══ Source extract ══

Simplicity 8248 - 1930s Dress - made in rayon-like cotton.
Ever since Simplicity released two new 1930s patterns last Fall I have been just dying to make one up. The timing seemed right with the turn of the seasons and the acquisition of a beautiful rayon-like cotton that seemed perfect for a '30s dress.

I chose Simplicity 8248, a late '30s design with puffed sleeves. I spent quite a lot of time measuring and cutting the multi-size pattern to accommodate my varying bust-to-waist measurement (size 14 bust, size 16 waist) and lengthening the waist, something I always have to do on any sewing pattern.

Simplicity 8248 - I saw this green dress sample in NYC last Fall and it was expertly made. SO gorgeous.
As it turns out, I didn't need to do, well, any of that. For those of you new to sewing, let me introduce you (warn you) to the "Finished Garment Measurements." FGMs are printed on the pattern tissue itself, not on the pattern envelope, and hold the key to making a garment that actually, y'know, fits.

Most patterns have FGMs for the bodice and skirt separately. Simplicity prints them on their respective pattern pieces. This dress' FGM for the skirt was fine, but the measurements for the bodice were a good 5 inches over my body measurements. FIVE inches!

I used the large puffed sleeves from View A on my View B dress. The sleeves make us of a cotton sleeve head inside to maintain the puff. I altered the position of the armscye to get the puffs way up on my shoulder, which I find more flattering.
I had a dilemma. 1930s bodices are meant to be loose and drapey, but how loose is too loose? I went ahead and cut the size 14 according to my body measurements, figuring I could always take it in. In hindsight, I should have cut the smaller size, something closer to a 2 - 3" ease over body measurements, as I ended up taking at least that much out of the bodice as well as shortening it up.

═══
══ Given records ══

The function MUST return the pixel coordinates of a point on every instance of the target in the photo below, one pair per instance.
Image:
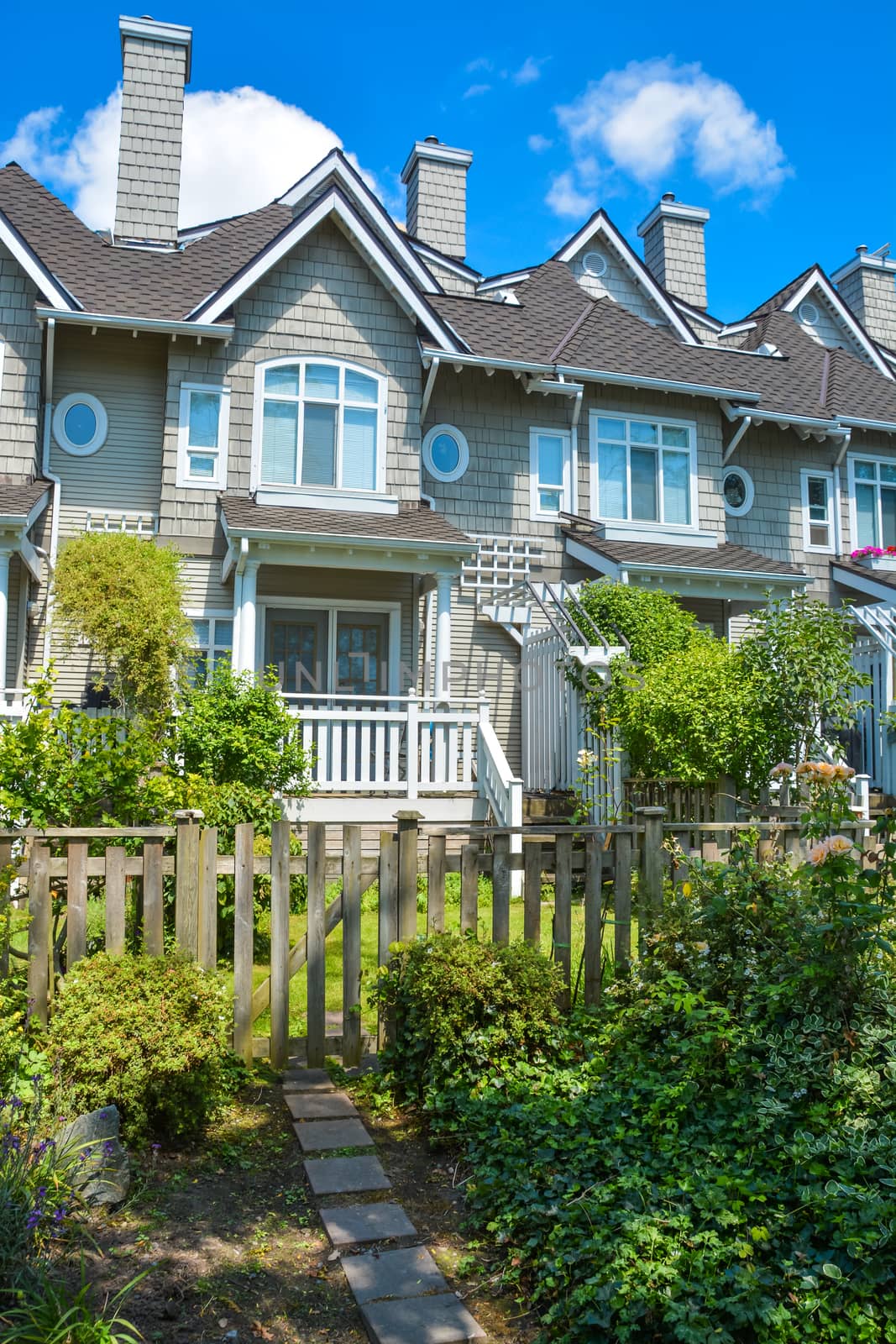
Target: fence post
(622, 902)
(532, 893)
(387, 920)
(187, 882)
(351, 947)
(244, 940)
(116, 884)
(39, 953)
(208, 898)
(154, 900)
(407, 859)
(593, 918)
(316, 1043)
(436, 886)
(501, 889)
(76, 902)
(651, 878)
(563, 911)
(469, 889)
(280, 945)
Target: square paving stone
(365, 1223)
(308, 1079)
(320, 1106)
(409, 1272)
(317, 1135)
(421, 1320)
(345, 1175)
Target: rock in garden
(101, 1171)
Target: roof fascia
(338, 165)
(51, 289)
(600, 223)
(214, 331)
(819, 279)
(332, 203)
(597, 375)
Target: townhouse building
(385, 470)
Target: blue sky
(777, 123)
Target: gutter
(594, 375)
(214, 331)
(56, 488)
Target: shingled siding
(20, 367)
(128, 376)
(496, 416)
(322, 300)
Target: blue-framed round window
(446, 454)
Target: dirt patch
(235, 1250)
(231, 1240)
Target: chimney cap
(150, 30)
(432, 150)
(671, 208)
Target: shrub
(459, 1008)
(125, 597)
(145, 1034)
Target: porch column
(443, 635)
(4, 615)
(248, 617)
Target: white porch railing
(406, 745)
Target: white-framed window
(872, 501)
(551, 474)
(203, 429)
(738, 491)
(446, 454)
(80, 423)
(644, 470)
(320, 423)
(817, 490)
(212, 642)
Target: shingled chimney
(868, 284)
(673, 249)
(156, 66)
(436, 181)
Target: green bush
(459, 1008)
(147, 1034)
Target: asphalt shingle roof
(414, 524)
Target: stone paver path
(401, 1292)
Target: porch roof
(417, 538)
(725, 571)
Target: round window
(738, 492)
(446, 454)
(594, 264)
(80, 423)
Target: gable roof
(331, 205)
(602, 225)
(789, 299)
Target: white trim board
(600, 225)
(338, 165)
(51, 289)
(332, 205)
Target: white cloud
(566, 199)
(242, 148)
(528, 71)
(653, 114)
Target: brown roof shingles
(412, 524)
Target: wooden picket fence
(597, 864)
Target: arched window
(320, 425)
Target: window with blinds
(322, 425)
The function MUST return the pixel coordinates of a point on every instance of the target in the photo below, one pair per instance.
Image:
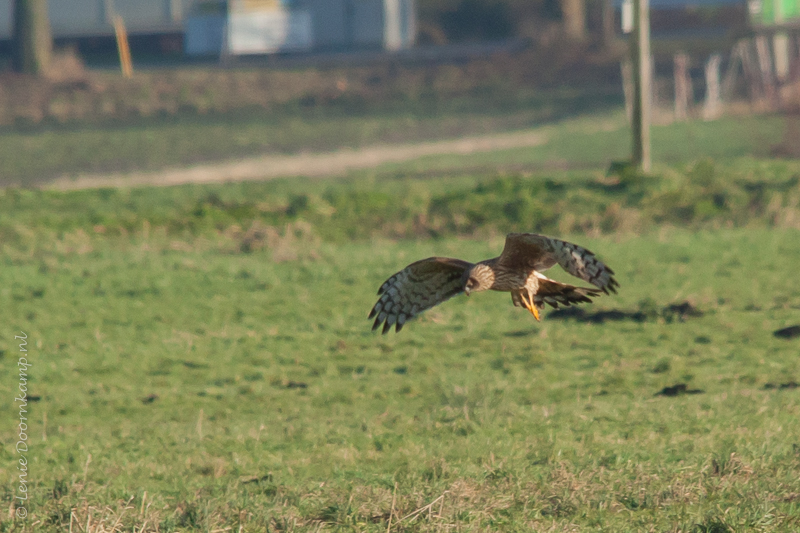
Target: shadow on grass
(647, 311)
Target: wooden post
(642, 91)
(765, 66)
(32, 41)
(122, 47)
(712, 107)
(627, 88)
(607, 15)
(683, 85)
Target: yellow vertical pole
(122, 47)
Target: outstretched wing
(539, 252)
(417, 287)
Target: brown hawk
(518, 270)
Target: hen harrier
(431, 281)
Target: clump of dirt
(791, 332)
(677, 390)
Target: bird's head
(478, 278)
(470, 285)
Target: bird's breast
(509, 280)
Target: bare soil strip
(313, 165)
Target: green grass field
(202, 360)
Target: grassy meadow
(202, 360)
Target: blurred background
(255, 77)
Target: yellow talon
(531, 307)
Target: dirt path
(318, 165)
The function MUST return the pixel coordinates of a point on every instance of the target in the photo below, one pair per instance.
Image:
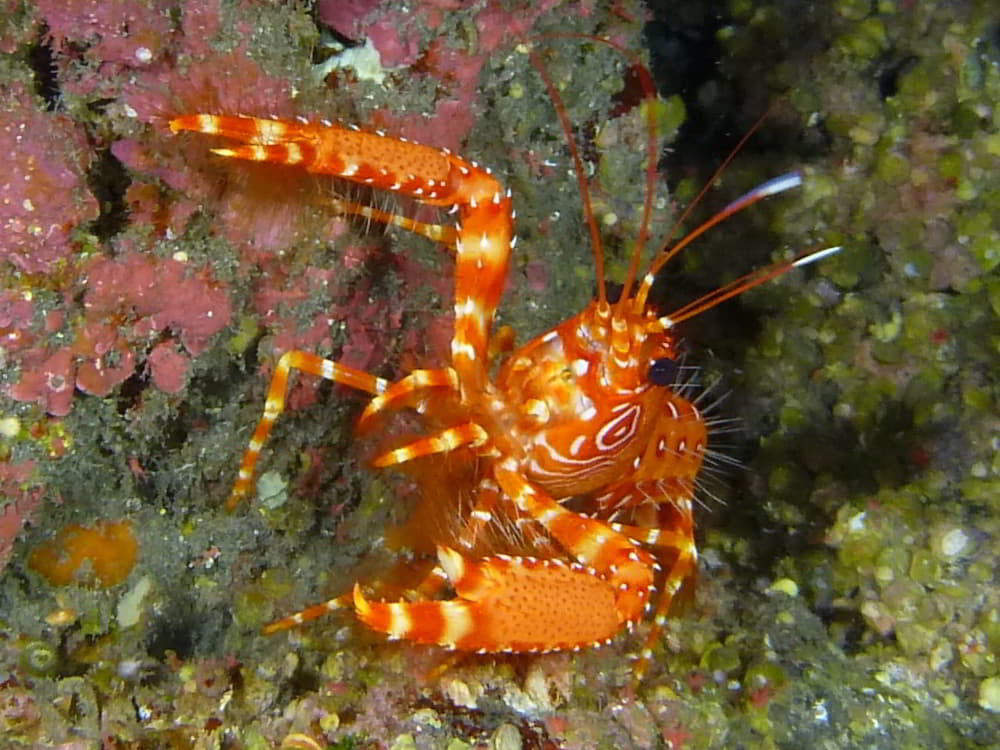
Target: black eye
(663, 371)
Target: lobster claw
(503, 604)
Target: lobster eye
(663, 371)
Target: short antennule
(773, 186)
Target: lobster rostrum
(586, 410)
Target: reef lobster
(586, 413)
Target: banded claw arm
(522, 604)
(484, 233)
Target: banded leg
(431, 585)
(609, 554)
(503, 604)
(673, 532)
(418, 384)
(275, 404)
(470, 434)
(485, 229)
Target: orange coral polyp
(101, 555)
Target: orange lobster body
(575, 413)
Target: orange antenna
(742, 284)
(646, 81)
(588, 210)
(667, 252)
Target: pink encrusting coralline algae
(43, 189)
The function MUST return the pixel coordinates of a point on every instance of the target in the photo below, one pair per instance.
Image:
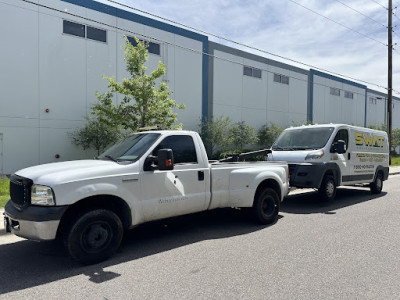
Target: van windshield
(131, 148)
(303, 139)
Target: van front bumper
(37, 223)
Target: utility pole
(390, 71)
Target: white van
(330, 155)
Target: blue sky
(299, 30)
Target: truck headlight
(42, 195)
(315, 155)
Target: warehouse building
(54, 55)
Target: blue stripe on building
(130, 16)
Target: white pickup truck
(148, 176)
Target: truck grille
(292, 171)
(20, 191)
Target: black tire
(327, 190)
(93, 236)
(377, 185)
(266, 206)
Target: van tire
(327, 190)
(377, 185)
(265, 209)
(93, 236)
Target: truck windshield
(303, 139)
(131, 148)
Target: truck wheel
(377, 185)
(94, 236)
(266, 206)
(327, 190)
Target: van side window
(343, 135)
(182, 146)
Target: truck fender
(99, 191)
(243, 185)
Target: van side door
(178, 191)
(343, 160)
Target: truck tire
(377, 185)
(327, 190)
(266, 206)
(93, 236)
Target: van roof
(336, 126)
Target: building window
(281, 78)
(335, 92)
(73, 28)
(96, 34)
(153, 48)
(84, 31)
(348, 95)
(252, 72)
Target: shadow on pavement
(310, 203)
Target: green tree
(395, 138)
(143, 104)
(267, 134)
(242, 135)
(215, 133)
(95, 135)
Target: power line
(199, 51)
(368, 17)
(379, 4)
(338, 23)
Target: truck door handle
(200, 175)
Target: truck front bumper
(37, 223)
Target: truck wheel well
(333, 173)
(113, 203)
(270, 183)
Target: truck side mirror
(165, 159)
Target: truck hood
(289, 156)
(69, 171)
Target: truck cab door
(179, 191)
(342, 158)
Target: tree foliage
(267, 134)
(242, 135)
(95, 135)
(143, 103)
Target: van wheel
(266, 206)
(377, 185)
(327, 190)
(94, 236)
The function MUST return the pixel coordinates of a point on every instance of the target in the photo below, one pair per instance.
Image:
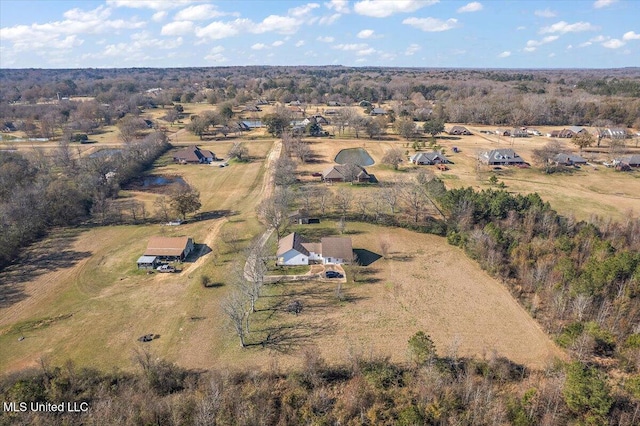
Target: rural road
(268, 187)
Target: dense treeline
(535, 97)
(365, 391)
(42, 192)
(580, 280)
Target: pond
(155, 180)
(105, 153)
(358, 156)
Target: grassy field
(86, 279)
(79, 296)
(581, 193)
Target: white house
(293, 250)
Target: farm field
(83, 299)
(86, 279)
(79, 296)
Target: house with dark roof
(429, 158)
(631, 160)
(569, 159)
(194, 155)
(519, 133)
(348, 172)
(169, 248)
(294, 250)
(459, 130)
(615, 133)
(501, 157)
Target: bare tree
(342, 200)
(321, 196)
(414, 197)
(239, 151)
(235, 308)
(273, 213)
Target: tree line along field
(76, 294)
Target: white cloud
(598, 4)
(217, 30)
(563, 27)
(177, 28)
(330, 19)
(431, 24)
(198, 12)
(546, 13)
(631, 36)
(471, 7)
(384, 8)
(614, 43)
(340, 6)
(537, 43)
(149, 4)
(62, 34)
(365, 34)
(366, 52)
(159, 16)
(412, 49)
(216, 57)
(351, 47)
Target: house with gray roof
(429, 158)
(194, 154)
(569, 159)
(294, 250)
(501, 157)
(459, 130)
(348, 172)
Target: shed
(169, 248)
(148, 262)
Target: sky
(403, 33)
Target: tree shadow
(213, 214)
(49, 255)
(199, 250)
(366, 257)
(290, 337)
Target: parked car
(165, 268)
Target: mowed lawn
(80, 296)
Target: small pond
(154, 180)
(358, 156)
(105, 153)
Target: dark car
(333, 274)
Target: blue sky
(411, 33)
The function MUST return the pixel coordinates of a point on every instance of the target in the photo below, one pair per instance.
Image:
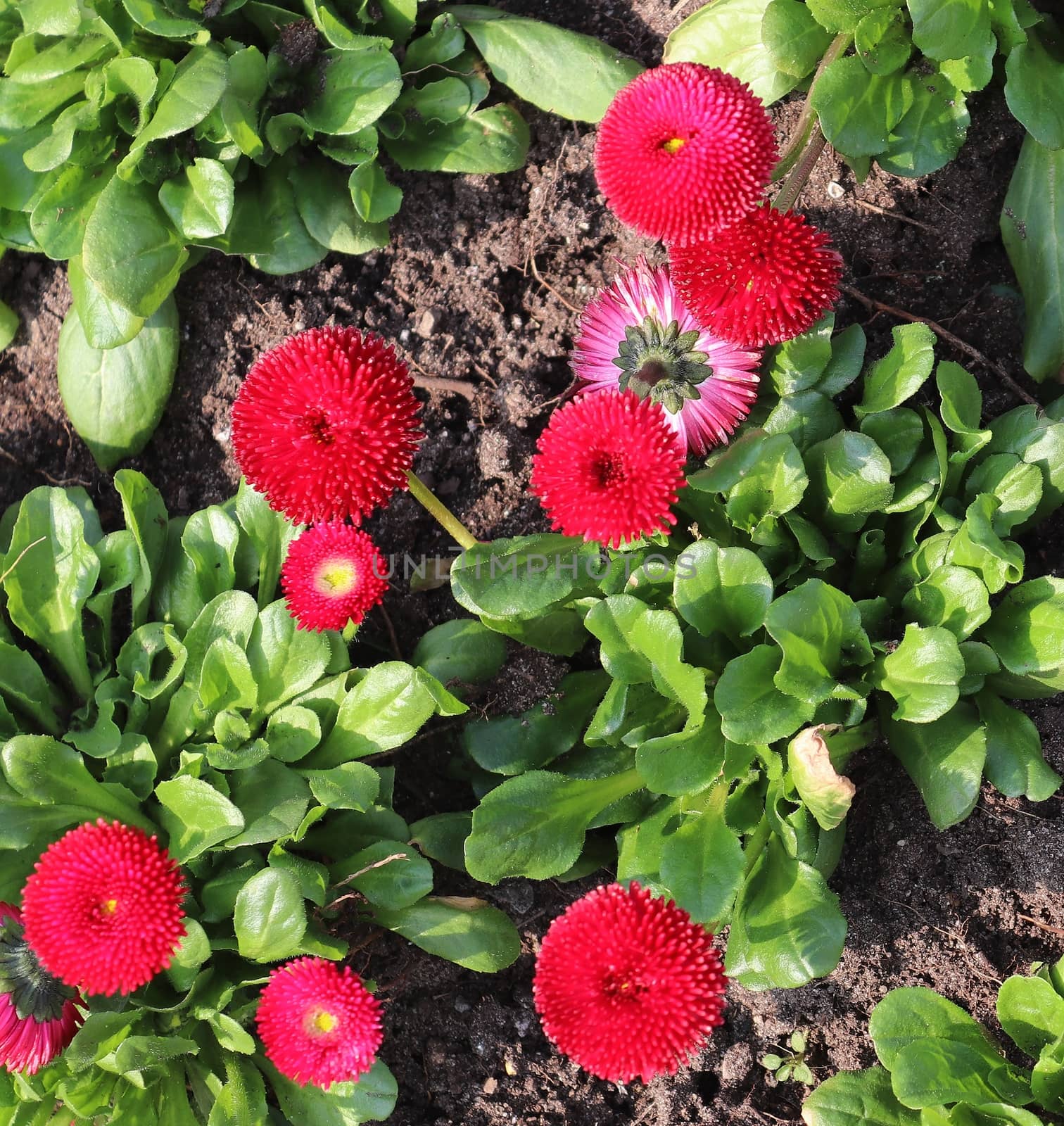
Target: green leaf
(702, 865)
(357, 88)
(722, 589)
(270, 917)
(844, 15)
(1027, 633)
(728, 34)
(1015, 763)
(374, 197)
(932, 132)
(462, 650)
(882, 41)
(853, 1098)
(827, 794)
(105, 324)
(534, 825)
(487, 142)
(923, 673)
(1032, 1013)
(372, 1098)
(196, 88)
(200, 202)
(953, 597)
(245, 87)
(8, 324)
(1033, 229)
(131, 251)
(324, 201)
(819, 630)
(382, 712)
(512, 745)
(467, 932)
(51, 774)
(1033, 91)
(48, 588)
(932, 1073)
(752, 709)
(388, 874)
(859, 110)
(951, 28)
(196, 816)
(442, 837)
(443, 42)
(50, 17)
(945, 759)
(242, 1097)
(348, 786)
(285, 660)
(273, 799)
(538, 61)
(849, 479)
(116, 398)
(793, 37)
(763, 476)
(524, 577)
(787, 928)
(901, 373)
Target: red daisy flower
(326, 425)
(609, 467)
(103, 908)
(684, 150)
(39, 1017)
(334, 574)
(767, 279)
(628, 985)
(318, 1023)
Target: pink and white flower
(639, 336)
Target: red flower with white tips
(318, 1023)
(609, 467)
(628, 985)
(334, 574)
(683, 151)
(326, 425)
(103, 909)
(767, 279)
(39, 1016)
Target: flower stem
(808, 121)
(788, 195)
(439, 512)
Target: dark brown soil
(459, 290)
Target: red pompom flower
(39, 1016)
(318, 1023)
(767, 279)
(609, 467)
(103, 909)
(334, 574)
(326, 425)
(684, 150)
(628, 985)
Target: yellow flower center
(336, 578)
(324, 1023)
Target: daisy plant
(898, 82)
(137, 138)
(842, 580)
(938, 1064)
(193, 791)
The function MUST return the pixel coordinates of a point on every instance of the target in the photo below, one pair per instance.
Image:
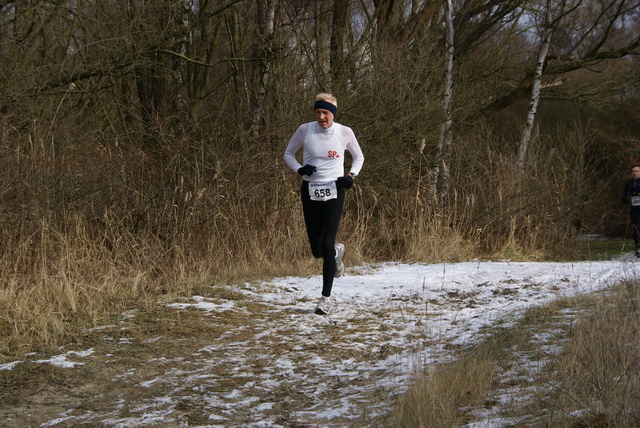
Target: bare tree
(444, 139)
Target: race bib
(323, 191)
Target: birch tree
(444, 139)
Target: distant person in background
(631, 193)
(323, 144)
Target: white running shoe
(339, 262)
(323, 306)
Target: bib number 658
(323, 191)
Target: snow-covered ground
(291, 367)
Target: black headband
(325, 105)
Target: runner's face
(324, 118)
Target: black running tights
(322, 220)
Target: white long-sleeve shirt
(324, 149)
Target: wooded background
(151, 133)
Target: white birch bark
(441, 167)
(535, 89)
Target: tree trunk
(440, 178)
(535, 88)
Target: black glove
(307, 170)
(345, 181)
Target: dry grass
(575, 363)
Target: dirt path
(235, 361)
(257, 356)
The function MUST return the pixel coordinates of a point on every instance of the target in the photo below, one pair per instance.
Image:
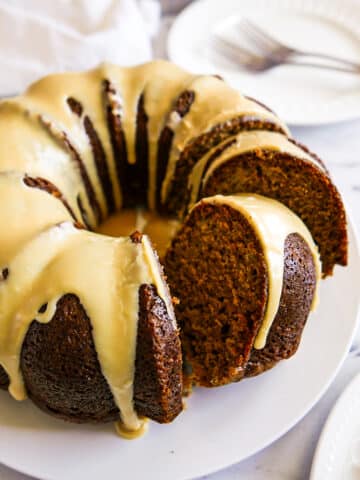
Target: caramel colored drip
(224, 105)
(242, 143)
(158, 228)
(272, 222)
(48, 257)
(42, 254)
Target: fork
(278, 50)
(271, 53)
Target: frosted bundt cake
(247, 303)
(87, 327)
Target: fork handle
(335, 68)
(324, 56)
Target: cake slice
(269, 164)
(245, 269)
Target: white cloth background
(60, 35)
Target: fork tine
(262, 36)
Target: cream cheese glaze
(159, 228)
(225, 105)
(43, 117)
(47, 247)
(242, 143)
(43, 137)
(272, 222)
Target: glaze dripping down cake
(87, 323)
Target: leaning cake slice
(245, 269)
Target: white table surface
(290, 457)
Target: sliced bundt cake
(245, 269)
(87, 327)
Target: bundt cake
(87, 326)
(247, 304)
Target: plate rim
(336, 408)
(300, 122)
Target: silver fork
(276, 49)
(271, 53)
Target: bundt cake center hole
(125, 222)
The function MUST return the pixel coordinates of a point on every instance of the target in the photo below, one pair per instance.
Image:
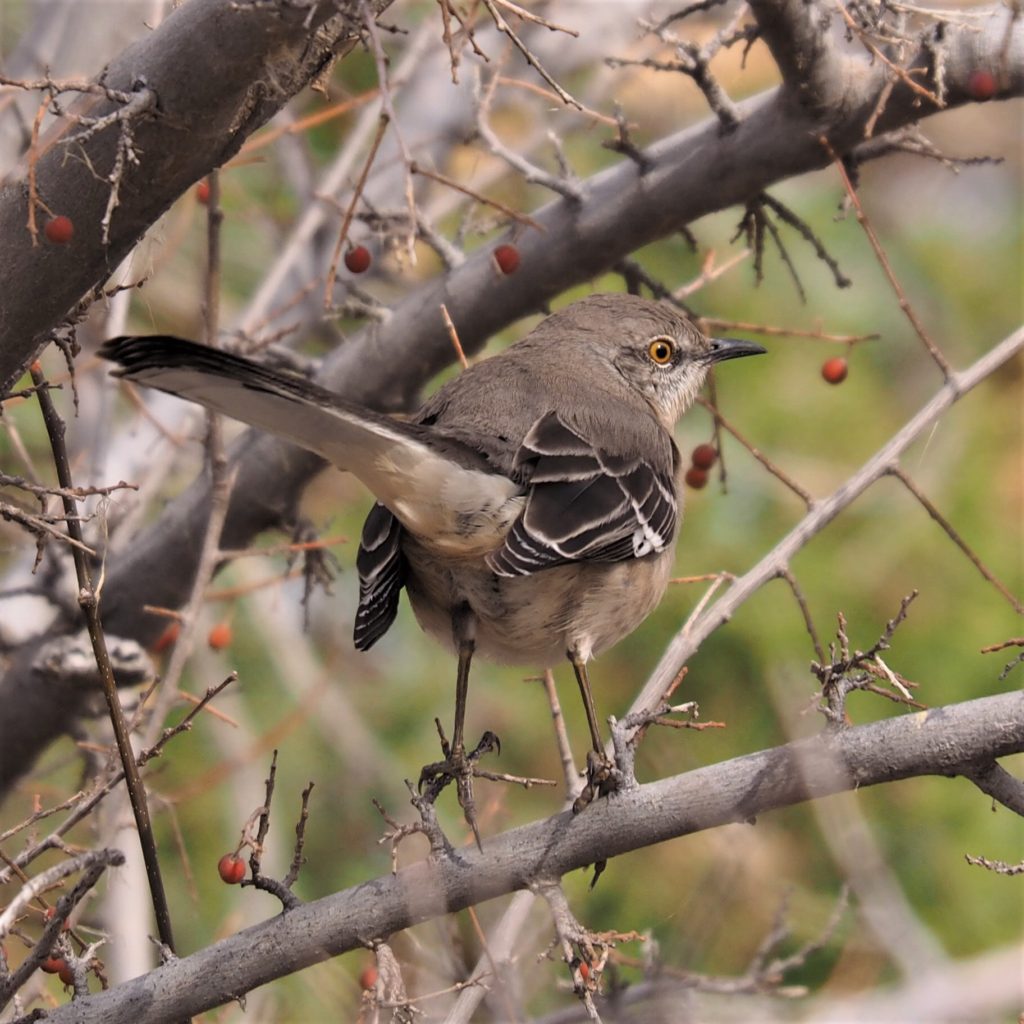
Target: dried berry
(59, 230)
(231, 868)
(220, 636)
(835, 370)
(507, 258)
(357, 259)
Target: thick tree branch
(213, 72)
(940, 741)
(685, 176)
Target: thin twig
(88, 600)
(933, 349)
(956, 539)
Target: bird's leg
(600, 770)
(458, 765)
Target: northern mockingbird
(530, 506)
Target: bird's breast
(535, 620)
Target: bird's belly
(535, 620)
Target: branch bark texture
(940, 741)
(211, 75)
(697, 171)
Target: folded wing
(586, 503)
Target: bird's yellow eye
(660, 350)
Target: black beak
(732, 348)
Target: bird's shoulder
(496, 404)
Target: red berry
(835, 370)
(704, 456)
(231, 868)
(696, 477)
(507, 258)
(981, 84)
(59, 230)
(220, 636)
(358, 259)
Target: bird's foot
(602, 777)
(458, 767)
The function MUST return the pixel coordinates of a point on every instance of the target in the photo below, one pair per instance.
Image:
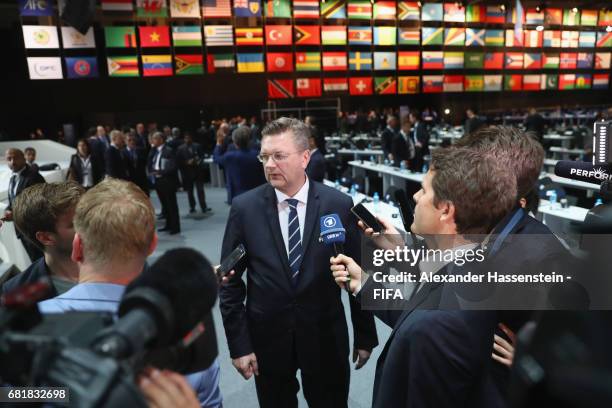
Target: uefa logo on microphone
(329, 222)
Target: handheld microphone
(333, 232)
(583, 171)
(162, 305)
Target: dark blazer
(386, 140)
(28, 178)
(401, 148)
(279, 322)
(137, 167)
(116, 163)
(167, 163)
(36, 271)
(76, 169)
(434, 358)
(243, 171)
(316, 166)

═══

- _Exercise prompt_
Write the next part of the post about sewing the Simplicity 8248 1930s dress, picking up after its final sentence.

- _Expected answer_
Another major change made was to the width of the shoulders. For ladies who have narrow backs and shoulders, puffed sleeves can be difficult. The key is to get the puff way up on the shoulder, not hanging off. To do this, I shortened the neck-to-shoulder-point length before I cut the pattern. Even with that alteration I ended up taking a dart in the shoulder too. If you have narrow shoulders like me, consider this alteration if you want to avoid looking like a linebacker.

At last I get to wear this epic original vintage hat! I find that garments with large puffed sleeves need an equally large hat or hairstyle. Go big or go home.
The biggest challenge I had with this dress was the fabric. The pattern went together fine, but this cotton needed particularly special handling. I categorize it in the "Jerk Fabrics" category, the kind of fabrics that are oh-so-pretty but need *everything* basted. That the hem is straight on this dress is a miracle.

All in all, Simplicity 8248 took me awhile to finish due to alterations, fitting, and the difficulty of the textile, but I absolutely *love* this dress. It's comfortable, easy to wear, and very '30s.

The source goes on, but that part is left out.